The result should be every line of the listing that holds the word "sailboat".

**RECORDS SUPPLIED:**
Start of Block

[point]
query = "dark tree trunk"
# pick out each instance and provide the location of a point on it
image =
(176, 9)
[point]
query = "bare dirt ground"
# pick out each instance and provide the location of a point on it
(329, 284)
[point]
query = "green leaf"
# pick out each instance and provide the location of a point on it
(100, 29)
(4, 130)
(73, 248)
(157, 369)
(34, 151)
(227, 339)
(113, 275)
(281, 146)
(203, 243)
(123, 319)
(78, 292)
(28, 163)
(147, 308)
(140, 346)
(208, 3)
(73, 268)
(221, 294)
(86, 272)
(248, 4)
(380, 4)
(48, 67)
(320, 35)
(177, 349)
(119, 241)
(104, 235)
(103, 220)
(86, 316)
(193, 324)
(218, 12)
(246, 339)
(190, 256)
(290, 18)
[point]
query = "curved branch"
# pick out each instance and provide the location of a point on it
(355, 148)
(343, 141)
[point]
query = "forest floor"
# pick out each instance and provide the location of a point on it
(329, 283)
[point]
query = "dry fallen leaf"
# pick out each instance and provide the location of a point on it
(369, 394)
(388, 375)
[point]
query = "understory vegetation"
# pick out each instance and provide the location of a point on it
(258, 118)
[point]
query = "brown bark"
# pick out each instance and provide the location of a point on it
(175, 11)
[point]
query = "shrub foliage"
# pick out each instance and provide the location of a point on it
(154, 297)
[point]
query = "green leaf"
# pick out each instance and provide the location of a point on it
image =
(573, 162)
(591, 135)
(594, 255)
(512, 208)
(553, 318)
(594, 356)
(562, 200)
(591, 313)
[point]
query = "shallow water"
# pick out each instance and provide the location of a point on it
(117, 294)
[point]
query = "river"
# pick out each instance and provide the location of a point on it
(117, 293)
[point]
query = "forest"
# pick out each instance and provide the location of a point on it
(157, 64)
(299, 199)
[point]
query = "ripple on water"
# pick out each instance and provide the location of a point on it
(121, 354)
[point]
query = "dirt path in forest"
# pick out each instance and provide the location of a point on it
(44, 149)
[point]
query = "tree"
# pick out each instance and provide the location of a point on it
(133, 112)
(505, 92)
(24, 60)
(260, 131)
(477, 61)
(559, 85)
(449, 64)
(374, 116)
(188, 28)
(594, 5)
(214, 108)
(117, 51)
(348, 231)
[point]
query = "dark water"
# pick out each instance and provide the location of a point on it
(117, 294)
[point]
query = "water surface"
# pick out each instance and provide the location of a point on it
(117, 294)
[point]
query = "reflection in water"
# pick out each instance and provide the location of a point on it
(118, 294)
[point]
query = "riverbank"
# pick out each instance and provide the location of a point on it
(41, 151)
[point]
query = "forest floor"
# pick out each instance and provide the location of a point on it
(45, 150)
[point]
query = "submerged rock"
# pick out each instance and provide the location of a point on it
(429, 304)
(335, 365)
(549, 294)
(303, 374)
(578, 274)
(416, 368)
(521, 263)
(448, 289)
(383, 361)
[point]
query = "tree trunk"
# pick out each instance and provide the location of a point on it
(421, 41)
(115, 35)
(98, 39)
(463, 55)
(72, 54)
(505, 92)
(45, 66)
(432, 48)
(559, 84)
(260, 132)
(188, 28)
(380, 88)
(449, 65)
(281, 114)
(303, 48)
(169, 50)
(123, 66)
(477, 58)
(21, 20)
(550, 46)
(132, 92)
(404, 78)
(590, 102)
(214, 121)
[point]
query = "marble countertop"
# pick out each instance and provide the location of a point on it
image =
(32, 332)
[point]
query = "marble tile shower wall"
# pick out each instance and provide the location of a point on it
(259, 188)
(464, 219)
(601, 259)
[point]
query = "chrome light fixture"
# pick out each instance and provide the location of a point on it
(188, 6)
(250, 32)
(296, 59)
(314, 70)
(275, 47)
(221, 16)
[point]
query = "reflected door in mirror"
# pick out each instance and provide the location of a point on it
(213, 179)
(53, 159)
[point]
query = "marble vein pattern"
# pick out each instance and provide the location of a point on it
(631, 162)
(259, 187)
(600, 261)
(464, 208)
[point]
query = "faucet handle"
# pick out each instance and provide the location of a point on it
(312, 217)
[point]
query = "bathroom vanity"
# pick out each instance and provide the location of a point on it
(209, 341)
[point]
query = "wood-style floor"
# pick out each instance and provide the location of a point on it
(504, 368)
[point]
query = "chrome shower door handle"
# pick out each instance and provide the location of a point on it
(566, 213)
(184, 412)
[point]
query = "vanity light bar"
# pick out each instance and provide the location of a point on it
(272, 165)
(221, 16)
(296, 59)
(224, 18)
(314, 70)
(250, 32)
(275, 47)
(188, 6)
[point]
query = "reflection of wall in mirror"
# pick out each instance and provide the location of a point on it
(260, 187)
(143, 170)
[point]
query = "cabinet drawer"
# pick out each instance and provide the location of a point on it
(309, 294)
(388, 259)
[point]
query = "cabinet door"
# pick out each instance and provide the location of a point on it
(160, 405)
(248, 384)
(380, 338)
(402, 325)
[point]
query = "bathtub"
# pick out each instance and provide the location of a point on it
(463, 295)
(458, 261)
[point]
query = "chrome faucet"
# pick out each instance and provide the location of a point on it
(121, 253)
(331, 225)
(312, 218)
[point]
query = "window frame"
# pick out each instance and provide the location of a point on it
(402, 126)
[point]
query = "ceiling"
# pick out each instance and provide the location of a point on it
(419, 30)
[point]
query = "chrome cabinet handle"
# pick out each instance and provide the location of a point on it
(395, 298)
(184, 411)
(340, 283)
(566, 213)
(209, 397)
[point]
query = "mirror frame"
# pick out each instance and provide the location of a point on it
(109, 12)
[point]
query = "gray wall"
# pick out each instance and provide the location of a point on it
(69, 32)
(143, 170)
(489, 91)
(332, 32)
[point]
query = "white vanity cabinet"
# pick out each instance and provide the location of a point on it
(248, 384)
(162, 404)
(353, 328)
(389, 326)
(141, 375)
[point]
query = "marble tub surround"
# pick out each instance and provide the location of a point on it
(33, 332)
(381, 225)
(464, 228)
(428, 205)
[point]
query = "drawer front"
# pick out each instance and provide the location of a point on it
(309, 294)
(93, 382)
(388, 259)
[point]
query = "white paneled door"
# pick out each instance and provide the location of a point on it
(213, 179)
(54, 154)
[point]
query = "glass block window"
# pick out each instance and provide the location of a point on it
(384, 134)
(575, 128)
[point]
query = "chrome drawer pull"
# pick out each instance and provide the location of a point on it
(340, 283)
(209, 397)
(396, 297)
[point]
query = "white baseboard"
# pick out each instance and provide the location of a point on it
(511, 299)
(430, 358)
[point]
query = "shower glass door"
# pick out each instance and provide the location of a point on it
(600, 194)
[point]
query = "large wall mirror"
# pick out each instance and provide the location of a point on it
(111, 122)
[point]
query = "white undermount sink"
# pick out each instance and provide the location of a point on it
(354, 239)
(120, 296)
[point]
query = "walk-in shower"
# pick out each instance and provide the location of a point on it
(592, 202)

End of Block
Start of Block

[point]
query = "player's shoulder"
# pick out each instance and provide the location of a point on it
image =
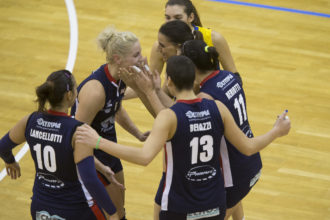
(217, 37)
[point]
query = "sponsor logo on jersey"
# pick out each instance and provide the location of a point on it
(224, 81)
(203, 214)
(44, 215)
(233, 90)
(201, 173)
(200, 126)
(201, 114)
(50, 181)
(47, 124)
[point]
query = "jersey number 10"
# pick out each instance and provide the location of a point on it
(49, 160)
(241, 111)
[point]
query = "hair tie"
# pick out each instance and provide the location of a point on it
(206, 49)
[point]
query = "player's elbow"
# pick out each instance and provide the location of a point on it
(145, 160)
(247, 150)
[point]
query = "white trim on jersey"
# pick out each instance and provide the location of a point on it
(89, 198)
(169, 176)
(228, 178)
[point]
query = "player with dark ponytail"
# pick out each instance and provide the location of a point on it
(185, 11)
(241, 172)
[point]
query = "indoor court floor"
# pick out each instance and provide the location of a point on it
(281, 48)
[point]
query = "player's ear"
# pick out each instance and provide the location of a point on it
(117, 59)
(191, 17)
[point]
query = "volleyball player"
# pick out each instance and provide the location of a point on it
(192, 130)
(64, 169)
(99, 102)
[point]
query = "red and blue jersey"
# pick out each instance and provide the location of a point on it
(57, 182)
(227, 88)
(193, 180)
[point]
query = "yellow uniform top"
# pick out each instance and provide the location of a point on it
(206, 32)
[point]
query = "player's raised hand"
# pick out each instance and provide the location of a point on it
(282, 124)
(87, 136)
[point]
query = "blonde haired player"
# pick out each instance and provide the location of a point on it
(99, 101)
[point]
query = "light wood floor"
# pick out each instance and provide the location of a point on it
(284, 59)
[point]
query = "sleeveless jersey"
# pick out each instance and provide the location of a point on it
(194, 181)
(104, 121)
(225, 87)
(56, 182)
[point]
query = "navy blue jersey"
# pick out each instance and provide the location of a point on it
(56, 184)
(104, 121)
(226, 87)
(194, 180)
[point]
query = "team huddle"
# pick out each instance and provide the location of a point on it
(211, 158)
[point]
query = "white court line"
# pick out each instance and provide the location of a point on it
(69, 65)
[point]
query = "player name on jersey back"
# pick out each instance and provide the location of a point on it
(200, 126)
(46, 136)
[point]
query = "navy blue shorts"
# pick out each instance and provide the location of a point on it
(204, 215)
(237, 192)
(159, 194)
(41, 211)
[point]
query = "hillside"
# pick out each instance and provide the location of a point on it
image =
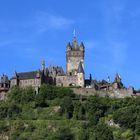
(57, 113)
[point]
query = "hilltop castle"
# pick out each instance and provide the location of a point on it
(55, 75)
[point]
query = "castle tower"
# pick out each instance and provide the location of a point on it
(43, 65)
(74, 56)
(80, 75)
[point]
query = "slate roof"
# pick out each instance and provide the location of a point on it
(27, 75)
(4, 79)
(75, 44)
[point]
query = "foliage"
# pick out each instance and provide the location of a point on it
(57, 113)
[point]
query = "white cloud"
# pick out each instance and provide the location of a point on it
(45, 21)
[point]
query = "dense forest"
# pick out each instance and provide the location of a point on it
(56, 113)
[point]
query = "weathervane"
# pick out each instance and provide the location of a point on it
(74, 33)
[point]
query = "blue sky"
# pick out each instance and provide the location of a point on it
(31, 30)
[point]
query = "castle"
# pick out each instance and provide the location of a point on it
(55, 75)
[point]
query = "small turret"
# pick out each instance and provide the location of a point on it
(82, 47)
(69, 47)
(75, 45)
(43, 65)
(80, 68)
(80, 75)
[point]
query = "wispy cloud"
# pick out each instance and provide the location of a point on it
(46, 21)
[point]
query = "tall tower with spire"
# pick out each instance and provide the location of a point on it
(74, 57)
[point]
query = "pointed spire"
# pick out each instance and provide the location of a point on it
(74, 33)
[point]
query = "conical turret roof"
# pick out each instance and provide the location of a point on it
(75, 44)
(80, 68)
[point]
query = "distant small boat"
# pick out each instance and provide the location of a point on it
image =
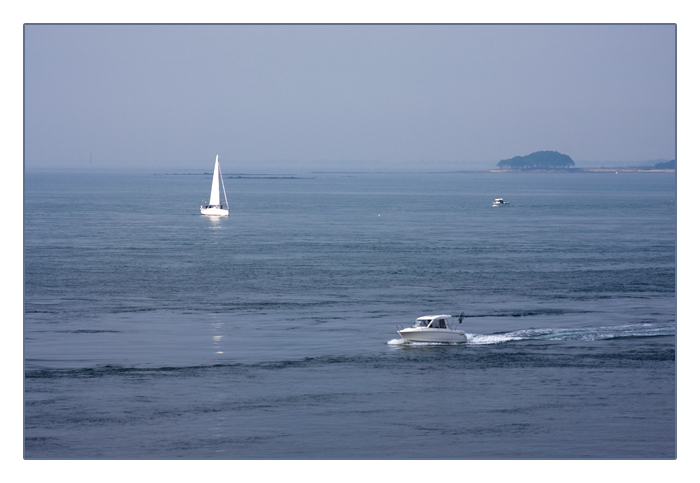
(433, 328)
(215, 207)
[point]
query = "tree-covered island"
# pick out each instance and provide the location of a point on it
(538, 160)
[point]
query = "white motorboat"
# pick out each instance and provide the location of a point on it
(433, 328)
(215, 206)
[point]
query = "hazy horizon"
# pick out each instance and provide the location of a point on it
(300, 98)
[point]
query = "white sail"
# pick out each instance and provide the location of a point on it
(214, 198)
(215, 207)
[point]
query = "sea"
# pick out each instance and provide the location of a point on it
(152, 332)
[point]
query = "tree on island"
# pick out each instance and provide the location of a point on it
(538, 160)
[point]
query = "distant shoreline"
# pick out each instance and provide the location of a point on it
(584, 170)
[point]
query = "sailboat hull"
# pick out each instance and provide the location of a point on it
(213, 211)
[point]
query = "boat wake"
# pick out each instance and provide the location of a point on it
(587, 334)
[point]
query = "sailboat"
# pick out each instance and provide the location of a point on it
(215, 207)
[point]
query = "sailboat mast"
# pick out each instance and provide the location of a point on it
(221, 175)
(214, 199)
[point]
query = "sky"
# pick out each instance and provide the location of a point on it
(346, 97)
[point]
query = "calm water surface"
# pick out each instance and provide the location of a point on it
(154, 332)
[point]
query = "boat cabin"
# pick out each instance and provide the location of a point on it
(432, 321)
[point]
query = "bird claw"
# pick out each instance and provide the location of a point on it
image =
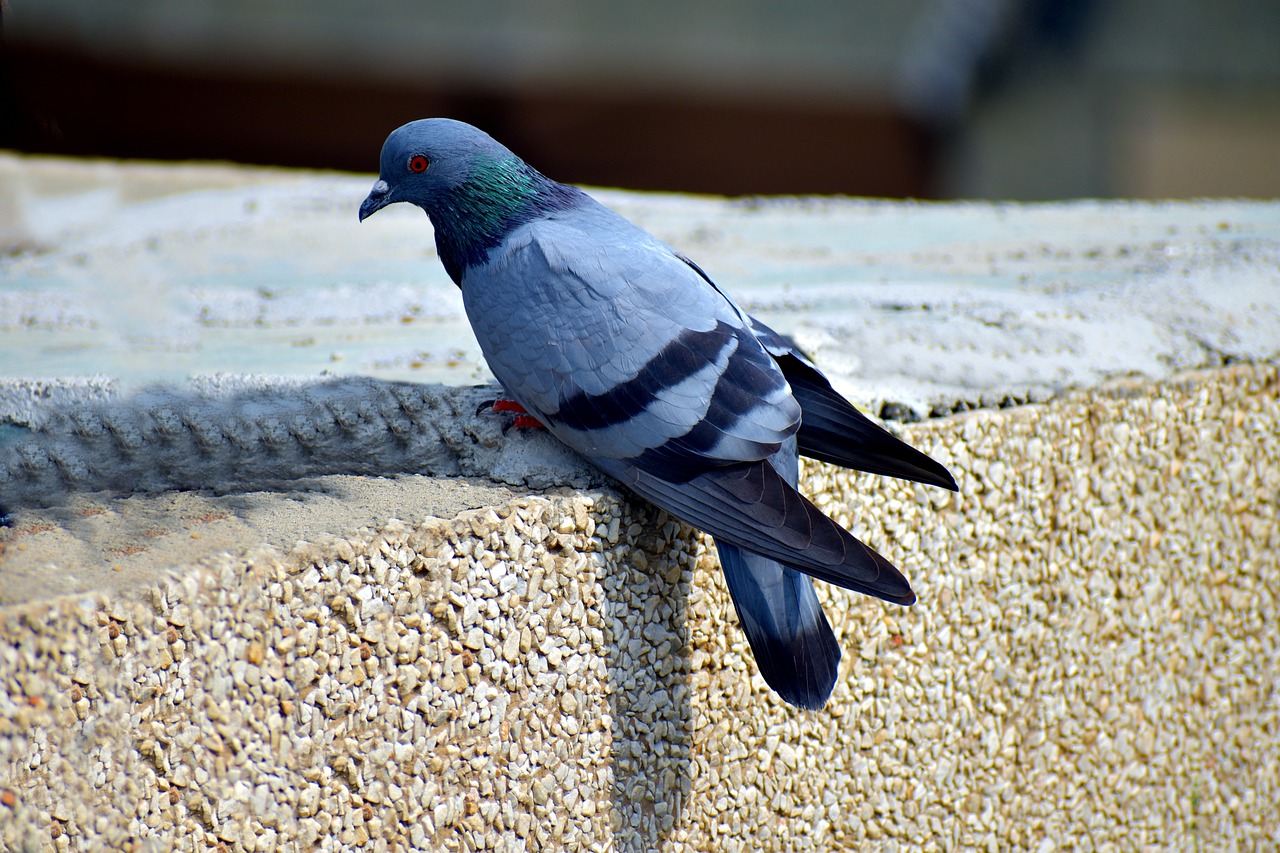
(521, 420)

End of Block

**EXERCISE ANSWER:**
query = "sailboat hull"
query = "sailboat"
query = "sailboat mast"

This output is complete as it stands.